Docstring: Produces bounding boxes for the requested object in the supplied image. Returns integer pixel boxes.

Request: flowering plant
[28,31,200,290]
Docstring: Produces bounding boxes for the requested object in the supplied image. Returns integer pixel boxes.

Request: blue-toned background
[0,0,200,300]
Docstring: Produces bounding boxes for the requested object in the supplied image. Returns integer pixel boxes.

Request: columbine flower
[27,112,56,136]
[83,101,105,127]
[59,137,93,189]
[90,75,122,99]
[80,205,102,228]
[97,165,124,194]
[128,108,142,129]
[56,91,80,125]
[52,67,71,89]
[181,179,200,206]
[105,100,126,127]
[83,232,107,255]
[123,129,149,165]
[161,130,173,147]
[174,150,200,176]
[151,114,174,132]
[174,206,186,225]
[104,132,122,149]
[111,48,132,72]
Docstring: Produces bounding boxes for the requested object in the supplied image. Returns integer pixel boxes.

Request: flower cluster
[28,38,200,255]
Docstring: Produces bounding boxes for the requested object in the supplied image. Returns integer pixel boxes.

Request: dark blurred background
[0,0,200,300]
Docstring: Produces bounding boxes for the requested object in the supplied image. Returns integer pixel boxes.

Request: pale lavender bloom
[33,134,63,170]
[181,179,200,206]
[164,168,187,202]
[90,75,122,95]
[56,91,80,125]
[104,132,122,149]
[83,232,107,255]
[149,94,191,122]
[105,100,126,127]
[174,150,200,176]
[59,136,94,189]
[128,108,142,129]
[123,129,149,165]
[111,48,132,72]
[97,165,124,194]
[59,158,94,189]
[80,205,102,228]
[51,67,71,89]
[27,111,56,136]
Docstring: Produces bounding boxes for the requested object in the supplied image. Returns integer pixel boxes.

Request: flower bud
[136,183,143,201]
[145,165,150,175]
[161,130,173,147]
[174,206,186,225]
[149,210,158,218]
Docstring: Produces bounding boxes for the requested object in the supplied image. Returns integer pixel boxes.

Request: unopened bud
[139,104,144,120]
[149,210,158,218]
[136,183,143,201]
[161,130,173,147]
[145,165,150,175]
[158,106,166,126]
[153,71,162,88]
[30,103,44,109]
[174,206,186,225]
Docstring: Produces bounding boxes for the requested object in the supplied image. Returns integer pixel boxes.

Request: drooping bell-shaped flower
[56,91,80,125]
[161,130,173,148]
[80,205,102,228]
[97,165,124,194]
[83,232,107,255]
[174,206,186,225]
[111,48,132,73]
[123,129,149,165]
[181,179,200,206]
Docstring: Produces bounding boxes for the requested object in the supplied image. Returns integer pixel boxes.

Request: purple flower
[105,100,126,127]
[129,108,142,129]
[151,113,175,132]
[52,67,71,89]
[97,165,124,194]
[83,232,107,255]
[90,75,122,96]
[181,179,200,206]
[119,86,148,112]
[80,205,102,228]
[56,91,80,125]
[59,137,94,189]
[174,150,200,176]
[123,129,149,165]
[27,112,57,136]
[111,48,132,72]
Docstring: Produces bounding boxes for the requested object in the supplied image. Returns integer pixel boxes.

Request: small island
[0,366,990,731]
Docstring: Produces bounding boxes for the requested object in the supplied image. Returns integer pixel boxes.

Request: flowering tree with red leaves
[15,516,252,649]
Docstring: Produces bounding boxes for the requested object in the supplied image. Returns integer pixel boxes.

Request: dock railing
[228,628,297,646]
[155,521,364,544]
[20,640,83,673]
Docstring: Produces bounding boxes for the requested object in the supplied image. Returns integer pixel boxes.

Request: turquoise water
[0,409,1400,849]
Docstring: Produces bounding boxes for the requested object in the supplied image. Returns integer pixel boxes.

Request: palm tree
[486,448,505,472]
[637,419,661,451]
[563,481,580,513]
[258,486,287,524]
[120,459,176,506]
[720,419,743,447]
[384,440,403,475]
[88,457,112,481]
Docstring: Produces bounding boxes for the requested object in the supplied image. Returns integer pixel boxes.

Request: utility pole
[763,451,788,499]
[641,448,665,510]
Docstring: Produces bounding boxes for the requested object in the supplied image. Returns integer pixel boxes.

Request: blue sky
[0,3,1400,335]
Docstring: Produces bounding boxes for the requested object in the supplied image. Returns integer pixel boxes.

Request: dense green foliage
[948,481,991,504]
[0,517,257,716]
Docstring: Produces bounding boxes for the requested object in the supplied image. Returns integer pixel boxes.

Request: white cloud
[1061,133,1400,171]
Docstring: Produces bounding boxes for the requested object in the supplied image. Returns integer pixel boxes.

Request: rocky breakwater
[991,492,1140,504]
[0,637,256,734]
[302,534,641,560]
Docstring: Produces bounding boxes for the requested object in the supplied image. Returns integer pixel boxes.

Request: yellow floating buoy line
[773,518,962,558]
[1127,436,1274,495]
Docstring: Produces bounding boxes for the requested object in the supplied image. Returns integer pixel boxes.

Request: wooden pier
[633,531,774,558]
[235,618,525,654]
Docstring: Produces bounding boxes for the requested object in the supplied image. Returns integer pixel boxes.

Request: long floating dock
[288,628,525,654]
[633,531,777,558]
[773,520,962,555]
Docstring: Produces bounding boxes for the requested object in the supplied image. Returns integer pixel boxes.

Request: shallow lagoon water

····················

→ **The problem**
Rewrite the entries from the start up to and including the line with "[28,38,200,255]", swapping "columbine" for "aquilegia" and leaving everything else the same.

→ **Solution**
Docstring: Produces bounding boxes for the requested object in the supplied image. Returns integer pixel boxes.

Request: flowering plant
[28,31,200,290]
Docstring: Produces bounding boxes for the requested object in the supplied image. Returns integer pixel boxes.

Request: blue-toned background
[0,0,200,300]
Docstring: Produces bounding boxes for the requested object in the supplied image. Returns integer pixel boxes.

Request: aquilegia flower
[27,112,56,136]
[83,101,105,127]
[59,137,93,189]
[90,75,122,99]
[80,205,102,228]
[97,165,124,194]
[128,108,142,129]
[56,91,80,125]
[52,67,71,89]
[181,179,200,206]
[105,100,126,127]
[83,232,107,255]
[123,129,149,165]
[161,130,173,147]
[174,150,200,176]
[151,114,174,132]
[174,206,186,225]
[104,132,122,149]
[111,48,132,72]
Docstring: Produces bounding boxes for the requested object in the supplied image. Returns integer pixel boxes.

Request: flower cluster
[28,38,200,255]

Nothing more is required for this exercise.